--- BEGIN Records shown ---

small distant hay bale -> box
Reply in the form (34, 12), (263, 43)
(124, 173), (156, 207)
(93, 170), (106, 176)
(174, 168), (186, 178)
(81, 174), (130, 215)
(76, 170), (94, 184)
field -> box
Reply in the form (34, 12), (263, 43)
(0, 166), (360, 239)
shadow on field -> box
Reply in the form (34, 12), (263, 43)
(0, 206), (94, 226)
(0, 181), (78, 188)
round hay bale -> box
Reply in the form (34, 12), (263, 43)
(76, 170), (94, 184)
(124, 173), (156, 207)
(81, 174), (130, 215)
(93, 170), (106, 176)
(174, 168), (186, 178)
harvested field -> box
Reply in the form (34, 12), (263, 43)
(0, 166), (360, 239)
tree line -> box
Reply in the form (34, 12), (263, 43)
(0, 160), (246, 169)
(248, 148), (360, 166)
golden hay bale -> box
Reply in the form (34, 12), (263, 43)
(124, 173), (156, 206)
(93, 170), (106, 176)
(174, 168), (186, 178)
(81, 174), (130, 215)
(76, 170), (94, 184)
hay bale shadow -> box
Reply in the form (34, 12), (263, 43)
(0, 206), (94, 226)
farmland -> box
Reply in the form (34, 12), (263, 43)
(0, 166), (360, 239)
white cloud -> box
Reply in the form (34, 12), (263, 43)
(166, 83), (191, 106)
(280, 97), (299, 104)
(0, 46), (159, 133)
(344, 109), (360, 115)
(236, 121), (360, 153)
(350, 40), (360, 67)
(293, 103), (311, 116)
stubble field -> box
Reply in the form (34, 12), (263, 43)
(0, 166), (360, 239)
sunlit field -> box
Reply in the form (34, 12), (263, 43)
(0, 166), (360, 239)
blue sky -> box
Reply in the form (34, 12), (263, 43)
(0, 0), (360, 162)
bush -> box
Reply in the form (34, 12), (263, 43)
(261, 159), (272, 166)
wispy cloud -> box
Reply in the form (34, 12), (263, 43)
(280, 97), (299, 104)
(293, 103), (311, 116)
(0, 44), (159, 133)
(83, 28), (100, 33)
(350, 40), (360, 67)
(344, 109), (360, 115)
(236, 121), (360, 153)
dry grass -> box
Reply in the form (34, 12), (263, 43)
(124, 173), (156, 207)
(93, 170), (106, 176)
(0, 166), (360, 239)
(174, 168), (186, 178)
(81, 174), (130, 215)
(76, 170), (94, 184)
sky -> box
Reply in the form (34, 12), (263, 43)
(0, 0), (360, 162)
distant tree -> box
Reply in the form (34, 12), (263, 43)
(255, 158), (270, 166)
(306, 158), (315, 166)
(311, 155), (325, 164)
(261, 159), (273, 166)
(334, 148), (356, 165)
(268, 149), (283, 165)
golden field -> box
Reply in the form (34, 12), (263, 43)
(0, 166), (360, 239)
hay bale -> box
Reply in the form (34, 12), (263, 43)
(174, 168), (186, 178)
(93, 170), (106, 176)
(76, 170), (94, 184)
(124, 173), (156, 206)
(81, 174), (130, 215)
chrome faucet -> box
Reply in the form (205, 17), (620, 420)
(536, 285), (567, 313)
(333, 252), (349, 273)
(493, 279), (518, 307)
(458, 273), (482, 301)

--- END Records shown ---

Exercise: Please quote all of the data above verbatim, from the first line to the last.

In response:
small distant hay bale -> box
Reply in the form (34, 12), (263, 43)
(124, 173), (156, 207)
(93, 170), (106, 176)
(174, 168), (186, 178)
(81, 174), (130, 215)
(76, 170), (94, 184)
field -> box
Reply in the form (34, 12), (263, 43)
(0, 166), (360, 239)
shadow on field -> box
Reply in the form (34, 12), (263, 43)
(0, 206), (94, 226)
(0, 181), (78, 188)
round hay bale -> box
Reply in the form (34, 12), (263, 43)
(76, 170), (94, 184)
(124, 173), (156, 207)
(81, 174), (130, 215)
(93, 170), (106, 176)
(174, 168), (186, 178)
harvested field -> box
Reply in the form (34, 12), (263, 43)
(0, 166), (360, 239)
tree line -> box
Reply in the form (34, 12), (263, 43)
(0, 160), (246, 169)
(248, 148), (360, 166)
golden hay bale -> box
Reply in the form (34, 12), (263, 43)
(124, 173), (156, 206)
(93, 170), (106, 176)
(174, 168), (186, 178)
(81, 174), (130, 215)
(76, 170), (94, 184)
hay bale shadow -> box
Reply in the form (34, 12), (263, 43)
(0, 206), (94, 226)
farmland -> box
Reply in the form (34, 12), (263, 43)
(0, 166), (360, 239)
white cloud -> box
Reply in the form (34, 12), (263, 43)
(166, 83), (191, 106)
(280, 97), (299, 104)
(0, 46), (159, 133)
(344, 109), (360, 115)
(236, 121), (360, 153)
(350, 40), (360, 67)
(293, 103), (311, 116)
stubble field -> box
Reply in the form (34, 12), (263, 43)
(0, 166), (360, 239)
sunlit field -> box
Reply in the form (34, 12), (263, 43)
(0, 166), (360, 239)
blue sky -> box
Reply in the form (34, 12), (263, 43)
(0, 0), (360, 162)
bush -> box
Reply in the form (34, 12), (263, 43)
(261, 159), (272, 166)
wispy cloud -> box
Reply in the form (34, 12), (263, 43)
(280, 97), (299, 104)
(293, 103), (311, 116)
(0, 44), (159, 133)
(83, 28), (100, 33)
(350, 40), (360, 67)
(344, 109), (360, 115)
(236, 121), (360, 153)
dry grass -> box
Reply in the form (34, 12), (263, 43)
(124, 173), (156, 207)
(93, 170), (106, 176)
(0, 166), (360, 239)
(174, 168), (186, 178)
(81, 174), (130, 215)
(76, 170), (94, 184)
sky -> box
Reply in the form (34, 12), (263, 43)
(0, 0), (360, 162)
distant tree -> box
Reply in the form (34, 12), (263, 43)
(255, 158), (270, 166)
(306, 158), (315, 166)
(311, 155), (325, 164)
(261, 159), (273, 166)
(334, 148), (356, 165)
(268, 149), (283, 165)
golden field -> box
Reply in the form (34, 12), (263, 43)
(0, 166), (360, 239)
hay bale -> box
Reply in the form (34, 12), (263, 43)
(174, 168), (186, 178)
(93, 170), (106, 176)
(76, 170), (94, 184)
(124, 173), (156, 206)
(81, 174), (130, 215)
chrome faucet -> box
Reply in the form (205, 17), (620, 420)
(536, 285), (567, 313)
(333, 252), (349, 273)
(493, 279), (518, 307)
(458, 273), (482, 301)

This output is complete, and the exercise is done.